> SELECTED TEXT:

+ + + + + + +

# Seed to seed by Suzanne Ashworth



## coates776 (Sep 4, 2015)

https://www.amazon.com/gp/product/1882424581/ref=ox_sc_act_image_1?ie=UTF8&psc=1&smid=ATVPDKIKX0DER

Just ordered this after recommend from Auntie. I have purchased many seeds but want to collect more myself.


----------



## Prepared One (Nov 5, 2014)

Good idea. I think I will hold off until I see if I kill my tomatoes and peppers this year before I get that far into it. Auntie be a smart lady.


----------



## Auntie (Oct 4, 2014)

I hope it is as useful to you as it is to me. Let me know what you think. 

Thanks Prepared one, gardening is my passion.


----------



## sideKahr (Oct 15, 2014)

"Seed to Seed." Great title. It brings to mind a beautiful phrase from that Desiderata poem: "...it is as perennial as the grass."


----------



## Auntie (Oct 4, 2014)

I had to find a copy I couldn't remember the whole thing. It is a great poem.



> Go placidly amid the noise and the haste, and remember what peace there may be in silence. As far as possible, without surrender, be on good terms with all persons.
> 
> Speak your truth quietly and clearly; and listen to others, even to the dull and the ignorant; they too have their story.
> 
> ...


----------



## sideKahr (Oct 15, 2014)

Auntie, your sig line reads to my mind like a much condensed "Desiderata". I always liked your sig.

It's very Zen; The snowflakes fall, each in their proper place.


----------



## Mad Trapper (Feb 12, 2014)

Looks like a great reference book.

I have a seed saving book but might have a look at this one to compliment information I already have.

I'm also looking at other means of starting plants such as cuttings and grafting. 

I saved a bunch of concord grape shoots from prunings and hope to have them rooted and in the ground this fall. The vines were planted by my parents and are older than I,great grapes still but some are showing their age and I'd hate to loose the cultivar.


----------



## baldman (Apr 5, 2016)

My herbs and horseradish is already coming up.


----------

+ + + + + + +

> DATA PROVIDED:
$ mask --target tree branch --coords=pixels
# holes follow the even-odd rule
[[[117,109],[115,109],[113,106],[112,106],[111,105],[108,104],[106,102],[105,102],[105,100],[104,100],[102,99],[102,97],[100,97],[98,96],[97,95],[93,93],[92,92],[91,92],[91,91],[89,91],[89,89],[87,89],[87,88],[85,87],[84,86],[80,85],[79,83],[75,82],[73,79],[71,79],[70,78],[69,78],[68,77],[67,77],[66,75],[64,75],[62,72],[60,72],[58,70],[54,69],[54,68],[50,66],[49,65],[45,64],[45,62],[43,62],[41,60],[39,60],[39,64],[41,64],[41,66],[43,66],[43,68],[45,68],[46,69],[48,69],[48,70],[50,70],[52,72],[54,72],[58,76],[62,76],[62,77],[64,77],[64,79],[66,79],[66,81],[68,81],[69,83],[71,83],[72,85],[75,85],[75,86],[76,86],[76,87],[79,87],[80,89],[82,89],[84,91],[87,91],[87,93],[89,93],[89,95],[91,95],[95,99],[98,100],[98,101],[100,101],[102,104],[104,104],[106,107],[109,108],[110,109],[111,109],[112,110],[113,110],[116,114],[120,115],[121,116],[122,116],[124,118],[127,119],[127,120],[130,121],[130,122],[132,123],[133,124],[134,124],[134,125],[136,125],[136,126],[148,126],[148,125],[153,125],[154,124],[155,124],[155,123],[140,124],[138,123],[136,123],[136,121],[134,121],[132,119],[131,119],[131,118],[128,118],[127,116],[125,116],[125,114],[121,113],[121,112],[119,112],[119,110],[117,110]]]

+ + + + + + +

> TASK TO COMPLETE:
Edit the thread about the seed-saving book by rewriting everything from "Good idea. I" down to "is my passion.", with "tomatoes" changed to "cucumbers".

> ANSWER TO THIS PROBLEM:
Good idea. I think I will hold off until I see if I kill my cucumbers and peppers this year before I get that far into it. Auntie be a smart lady.


----------



## Auntie (Oct 4, 2014)

I hope it is as useful to you as it is to me. Let me know what you think. 

Thanks Prepared one, gardening is my passion.